[Data items]

• • • • • • •

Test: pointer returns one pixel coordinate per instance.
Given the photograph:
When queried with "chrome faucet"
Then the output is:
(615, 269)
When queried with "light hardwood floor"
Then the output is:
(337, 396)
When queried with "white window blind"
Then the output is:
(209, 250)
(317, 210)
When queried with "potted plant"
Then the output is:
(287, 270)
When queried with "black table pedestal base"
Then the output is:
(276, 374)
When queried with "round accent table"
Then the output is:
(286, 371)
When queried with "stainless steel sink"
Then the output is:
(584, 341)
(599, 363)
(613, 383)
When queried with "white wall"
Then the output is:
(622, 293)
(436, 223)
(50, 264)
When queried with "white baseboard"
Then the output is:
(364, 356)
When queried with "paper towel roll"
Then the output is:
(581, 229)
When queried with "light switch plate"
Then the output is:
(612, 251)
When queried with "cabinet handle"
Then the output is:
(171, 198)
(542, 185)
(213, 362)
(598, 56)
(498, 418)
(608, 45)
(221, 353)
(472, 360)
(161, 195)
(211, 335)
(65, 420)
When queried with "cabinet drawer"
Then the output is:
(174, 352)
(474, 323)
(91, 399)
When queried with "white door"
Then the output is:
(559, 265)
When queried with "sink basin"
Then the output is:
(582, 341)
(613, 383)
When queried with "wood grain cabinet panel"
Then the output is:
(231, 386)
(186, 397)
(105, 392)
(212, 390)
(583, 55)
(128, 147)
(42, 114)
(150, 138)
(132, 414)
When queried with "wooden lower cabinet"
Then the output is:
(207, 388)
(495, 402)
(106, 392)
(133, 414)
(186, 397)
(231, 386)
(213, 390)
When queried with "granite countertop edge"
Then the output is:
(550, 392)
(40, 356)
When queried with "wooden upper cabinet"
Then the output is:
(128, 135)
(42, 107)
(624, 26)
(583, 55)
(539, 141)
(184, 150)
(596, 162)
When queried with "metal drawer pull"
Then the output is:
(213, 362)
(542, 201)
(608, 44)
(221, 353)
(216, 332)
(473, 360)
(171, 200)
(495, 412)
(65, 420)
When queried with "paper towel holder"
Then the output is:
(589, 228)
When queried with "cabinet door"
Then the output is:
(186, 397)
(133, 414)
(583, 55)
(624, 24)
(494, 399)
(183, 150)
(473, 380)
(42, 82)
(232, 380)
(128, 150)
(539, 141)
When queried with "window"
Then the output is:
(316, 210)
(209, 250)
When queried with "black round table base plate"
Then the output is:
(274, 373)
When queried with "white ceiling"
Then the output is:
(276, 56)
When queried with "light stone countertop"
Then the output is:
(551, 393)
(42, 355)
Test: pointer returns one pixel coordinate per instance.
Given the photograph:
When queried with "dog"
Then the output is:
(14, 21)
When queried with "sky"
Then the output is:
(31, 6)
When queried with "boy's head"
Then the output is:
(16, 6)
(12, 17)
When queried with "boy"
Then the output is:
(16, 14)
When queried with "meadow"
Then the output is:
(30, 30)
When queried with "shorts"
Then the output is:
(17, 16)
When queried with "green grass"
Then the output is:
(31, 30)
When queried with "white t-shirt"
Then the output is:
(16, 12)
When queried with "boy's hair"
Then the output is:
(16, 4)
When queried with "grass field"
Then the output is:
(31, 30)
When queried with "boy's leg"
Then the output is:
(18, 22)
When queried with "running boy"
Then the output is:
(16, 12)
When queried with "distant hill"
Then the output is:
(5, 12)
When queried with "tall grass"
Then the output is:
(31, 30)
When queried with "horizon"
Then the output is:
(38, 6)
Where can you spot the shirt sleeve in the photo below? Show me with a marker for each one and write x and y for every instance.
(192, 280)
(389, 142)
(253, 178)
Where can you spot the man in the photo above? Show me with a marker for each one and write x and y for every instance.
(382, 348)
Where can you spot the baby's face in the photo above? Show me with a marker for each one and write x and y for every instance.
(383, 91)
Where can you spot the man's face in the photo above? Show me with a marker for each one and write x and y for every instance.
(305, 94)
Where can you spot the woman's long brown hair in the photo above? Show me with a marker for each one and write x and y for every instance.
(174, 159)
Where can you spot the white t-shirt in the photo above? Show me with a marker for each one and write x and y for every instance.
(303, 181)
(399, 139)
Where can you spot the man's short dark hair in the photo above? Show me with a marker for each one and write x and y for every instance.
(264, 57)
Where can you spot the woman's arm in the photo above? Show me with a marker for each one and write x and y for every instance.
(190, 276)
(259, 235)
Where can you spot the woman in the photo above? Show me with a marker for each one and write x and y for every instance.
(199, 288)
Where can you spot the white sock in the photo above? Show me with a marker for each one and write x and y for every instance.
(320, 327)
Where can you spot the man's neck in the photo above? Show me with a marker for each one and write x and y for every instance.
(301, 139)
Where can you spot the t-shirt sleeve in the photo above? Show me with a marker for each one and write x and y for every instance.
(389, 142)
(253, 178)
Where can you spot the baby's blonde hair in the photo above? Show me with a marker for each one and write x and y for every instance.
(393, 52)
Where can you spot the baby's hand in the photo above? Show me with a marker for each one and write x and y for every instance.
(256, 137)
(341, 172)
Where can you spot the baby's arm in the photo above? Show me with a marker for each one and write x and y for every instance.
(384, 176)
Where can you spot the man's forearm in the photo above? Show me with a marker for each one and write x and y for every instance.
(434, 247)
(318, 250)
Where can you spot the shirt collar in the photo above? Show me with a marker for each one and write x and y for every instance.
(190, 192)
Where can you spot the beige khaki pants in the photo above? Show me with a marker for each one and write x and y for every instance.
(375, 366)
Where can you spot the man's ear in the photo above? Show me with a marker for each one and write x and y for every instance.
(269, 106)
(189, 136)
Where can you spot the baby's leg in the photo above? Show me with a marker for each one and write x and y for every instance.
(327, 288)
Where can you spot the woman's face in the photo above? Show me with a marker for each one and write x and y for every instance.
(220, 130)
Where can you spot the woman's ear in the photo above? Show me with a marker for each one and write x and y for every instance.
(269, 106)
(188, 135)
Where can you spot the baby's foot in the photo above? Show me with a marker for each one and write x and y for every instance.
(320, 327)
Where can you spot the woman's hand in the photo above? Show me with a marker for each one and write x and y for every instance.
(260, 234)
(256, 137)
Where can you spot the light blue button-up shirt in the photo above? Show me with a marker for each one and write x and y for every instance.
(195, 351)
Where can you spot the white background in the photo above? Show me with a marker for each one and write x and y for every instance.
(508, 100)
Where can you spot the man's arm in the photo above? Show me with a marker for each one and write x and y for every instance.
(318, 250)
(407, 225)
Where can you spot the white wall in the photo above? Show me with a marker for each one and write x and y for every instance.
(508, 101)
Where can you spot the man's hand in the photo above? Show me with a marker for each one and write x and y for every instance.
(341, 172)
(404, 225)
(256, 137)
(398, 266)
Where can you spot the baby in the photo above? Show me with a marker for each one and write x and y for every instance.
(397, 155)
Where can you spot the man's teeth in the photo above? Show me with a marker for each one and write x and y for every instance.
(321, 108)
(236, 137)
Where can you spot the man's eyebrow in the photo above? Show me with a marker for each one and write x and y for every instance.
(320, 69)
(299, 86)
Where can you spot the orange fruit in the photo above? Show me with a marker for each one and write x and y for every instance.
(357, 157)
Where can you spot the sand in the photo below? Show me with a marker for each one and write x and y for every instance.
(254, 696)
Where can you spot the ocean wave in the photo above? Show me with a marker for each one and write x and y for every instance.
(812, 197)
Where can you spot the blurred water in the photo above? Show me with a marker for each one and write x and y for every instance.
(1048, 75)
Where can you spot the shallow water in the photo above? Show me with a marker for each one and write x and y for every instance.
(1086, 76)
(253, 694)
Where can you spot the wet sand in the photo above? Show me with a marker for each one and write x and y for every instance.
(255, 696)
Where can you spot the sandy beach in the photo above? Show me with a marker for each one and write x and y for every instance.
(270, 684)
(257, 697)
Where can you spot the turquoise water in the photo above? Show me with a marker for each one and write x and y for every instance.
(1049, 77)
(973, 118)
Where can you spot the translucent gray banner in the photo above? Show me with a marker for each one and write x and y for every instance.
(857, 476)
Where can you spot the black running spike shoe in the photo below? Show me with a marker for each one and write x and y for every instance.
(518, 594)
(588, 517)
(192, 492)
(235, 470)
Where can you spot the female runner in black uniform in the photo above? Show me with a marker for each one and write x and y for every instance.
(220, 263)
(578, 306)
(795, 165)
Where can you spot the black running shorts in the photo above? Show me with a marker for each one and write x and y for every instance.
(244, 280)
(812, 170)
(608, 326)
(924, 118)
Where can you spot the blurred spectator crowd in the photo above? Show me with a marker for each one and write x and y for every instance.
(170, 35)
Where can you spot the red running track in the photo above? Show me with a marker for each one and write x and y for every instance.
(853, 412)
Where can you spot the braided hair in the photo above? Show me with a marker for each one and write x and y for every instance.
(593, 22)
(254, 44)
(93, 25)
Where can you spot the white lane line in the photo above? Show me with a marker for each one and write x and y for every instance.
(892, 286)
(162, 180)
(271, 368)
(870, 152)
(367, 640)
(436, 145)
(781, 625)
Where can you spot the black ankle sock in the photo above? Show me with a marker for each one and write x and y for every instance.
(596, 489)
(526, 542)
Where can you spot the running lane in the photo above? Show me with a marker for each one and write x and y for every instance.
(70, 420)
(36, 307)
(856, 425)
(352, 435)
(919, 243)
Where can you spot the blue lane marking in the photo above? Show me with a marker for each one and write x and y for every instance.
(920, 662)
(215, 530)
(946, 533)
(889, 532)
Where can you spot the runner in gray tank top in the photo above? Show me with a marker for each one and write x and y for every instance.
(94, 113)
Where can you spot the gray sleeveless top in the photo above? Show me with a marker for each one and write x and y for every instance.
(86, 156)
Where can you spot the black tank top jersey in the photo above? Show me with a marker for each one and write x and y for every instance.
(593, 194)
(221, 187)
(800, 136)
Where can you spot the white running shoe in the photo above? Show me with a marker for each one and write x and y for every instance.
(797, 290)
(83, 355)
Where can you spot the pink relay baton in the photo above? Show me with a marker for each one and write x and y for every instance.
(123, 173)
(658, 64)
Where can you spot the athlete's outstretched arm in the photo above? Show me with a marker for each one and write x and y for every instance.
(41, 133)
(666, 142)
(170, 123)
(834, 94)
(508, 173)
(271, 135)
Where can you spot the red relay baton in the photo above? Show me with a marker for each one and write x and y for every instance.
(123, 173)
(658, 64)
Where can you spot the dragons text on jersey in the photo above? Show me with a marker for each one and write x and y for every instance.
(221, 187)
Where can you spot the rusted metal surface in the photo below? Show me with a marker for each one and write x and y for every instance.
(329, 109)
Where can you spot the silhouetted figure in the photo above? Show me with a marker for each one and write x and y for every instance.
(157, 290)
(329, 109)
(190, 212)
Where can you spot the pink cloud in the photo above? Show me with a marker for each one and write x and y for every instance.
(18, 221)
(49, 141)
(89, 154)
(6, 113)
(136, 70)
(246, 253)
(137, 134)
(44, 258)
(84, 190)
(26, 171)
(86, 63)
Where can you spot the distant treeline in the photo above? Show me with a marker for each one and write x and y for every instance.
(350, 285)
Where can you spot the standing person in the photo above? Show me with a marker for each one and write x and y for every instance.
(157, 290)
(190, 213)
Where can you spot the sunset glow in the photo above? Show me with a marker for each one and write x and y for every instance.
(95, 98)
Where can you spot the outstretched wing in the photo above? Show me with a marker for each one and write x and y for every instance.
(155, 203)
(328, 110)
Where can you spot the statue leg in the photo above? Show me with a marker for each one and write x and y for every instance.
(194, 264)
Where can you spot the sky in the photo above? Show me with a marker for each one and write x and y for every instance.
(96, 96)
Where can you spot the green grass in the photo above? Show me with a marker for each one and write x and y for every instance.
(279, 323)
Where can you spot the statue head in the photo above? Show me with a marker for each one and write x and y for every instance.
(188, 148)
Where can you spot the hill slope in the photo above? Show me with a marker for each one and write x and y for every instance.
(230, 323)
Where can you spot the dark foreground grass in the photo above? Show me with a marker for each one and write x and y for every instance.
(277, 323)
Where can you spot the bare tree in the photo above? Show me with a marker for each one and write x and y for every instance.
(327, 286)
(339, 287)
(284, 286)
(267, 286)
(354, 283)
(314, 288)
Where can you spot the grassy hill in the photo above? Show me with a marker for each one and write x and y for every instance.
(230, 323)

• • • • • • •

## CHALLENGE
Reproduce, exactly and with nothing added, the lines from the one that includes "Where can you spot the statue head" through the last line of the material.

## EXPECTED OUTPUT
Where can you spot the statue head in the photo above? Show me with a marker for each one and write x and y for every instance.
(188, 148)
Where can you spot the hill slope in the photo above? Show me with a marker for each one and write x and y for every instance.
(230, 323)
Where can you spot the dark foreground grass in the photo above? Show me with a marker for each one and write x and y for every instance.
(277, 323)
Where can you spot the bare tree in the photo above? Show me with a marker for each one and write x and y for every instance.
(327, 286)
(339, 287)
(284, 286)
(267, 286)
(354, 283)
(314, 288)
Where can you spot the grassy hill in the photo above? Show me with a marker for each one and write x and y for every instance.
(230, 323)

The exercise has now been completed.